WHAT THE TASK REQUIRES —
The output should be all lines of the entries below in which the word "logo" occurs.

[Point localization data]

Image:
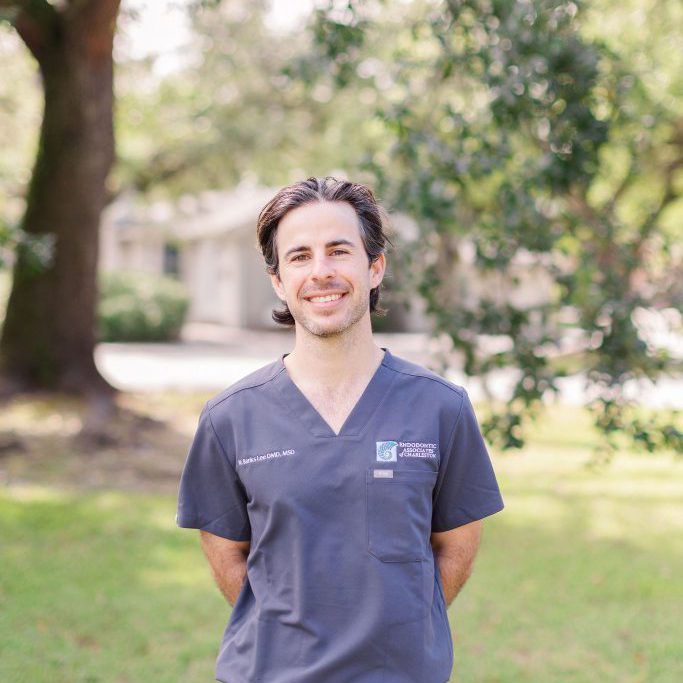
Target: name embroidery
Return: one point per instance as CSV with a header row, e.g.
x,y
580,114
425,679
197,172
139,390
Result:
x,y
266,456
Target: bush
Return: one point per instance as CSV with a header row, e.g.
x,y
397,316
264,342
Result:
x,y
140,307
5,284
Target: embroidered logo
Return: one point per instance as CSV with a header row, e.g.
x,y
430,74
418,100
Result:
x,y
386,451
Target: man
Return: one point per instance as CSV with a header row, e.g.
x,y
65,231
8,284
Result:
x,y
340,489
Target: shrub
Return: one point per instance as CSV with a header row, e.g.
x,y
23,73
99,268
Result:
x,y
140,307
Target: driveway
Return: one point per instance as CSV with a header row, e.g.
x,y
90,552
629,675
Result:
x,y
210,358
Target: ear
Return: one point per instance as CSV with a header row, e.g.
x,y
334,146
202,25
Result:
x,y
277,286
377,268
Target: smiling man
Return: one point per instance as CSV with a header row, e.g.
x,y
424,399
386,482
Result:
x,y
339,490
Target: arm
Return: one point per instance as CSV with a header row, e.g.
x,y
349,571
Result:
x,y
454,552
228,562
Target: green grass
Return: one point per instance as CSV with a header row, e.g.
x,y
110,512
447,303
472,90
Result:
x,y
578,580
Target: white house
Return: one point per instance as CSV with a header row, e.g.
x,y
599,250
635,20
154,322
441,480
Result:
x,y
208,242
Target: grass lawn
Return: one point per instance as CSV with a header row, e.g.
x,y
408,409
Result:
x,y
578,580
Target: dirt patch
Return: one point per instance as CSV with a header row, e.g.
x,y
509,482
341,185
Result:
x,y
144,450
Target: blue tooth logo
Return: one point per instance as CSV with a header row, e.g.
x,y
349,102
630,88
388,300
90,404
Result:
x,y
386,451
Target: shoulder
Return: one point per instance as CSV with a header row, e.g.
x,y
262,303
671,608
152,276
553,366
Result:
x,y
419,377
247,385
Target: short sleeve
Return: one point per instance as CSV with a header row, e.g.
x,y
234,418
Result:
x,y
466,489
210,496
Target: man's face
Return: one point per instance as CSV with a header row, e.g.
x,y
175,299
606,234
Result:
x,y
321,254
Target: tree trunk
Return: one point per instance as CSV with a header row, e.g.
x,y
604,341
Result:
x,y
49,332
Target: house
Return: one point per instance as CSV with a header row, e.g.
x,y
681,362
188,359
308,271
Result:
x,y
208,242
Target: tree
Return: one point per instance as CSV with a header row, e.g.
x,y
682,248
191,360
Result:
x,y
513,129
49,333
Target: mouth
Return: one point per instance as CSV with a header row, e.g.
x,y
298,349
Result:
x,y
328,301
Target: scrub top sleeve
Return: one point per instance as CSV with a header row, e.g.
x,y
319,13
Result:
x,y
466,489
211,497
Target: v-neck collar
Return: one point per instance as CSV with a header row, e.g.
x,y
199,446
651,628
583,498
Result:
x,y
302,409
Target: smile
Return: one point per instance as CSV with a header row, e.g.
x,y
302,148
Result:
x,y
328,300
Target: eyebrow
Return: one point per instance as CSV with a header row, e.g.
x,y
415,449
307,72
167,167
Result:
x,y
333,243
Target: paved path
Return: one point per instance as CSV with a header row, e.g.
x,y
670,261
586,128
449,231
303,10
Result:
x,y
209,359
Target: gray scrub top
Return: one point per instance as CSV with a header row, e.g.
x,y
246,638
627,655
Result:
x,y
341,584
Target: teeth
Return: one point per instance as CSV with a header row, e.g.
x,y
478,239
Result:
x,y
321,299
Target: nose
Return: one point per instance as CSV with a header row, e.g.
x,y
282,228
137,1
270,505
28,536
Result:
x,y
322,268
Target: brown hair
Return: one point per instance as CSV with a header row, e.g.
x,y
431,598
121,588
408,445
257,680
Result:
x,y
371,218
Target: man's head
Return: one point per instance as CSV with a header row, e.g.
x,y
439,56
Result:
x,y
320,237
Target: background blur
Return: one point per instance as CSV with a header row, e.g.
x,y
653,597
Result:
x,y
530,155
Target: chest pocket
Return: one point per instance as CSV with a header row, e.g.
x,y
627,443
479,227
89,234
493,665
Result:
x,y
399,514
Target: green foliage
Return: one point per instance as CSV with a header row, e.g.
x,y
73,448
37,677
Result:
x,y
140,307
533,141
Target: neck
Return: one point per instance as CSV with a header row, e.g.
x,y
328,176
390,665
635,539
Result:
x,y
334,361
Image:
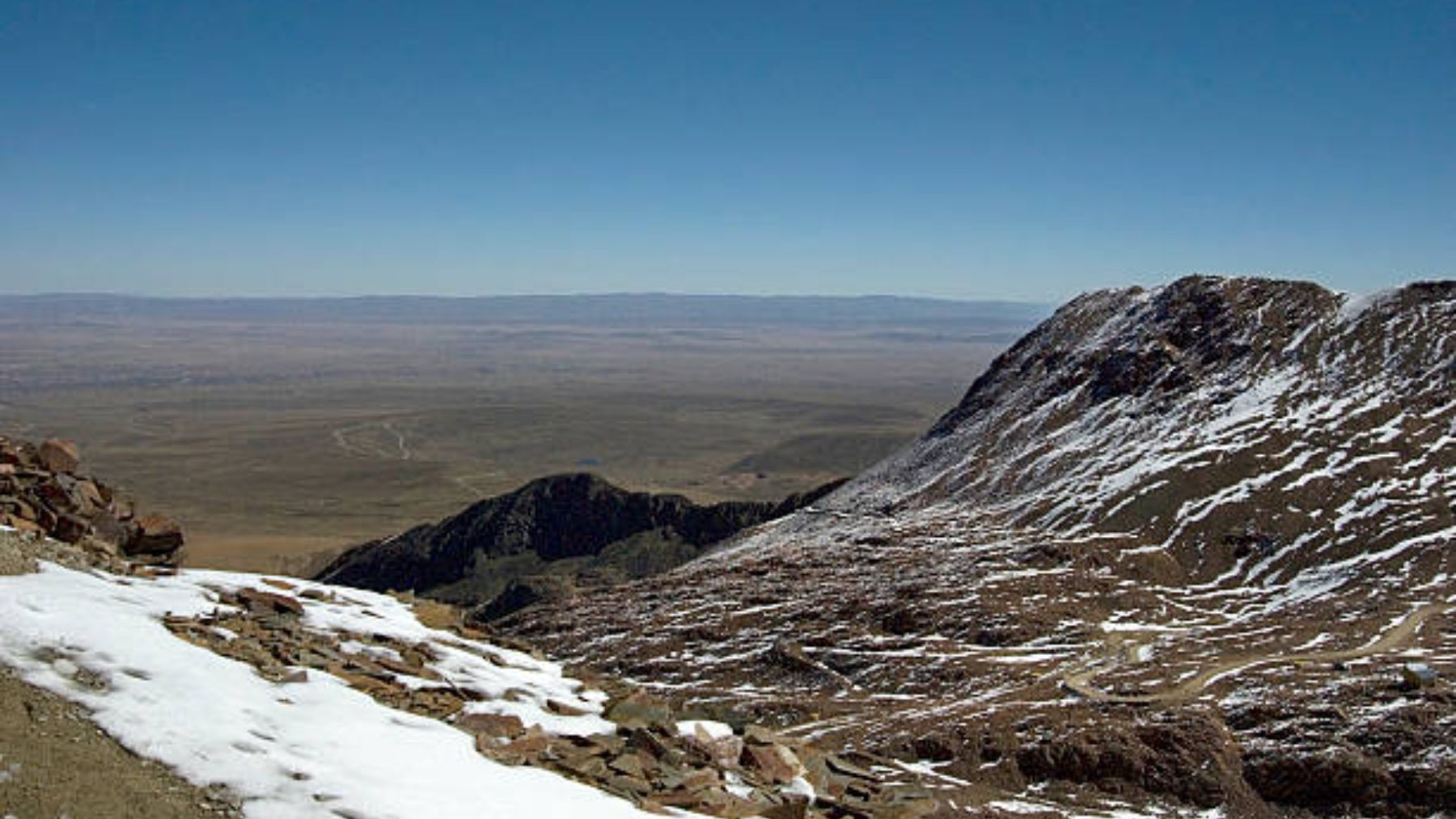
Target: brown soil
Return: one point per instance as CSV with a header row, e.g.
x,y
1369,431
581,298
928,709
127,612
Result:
x,y
56,762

EXERCISE SOLUTION —
Target: embroidered logo
Target: blue tooth logo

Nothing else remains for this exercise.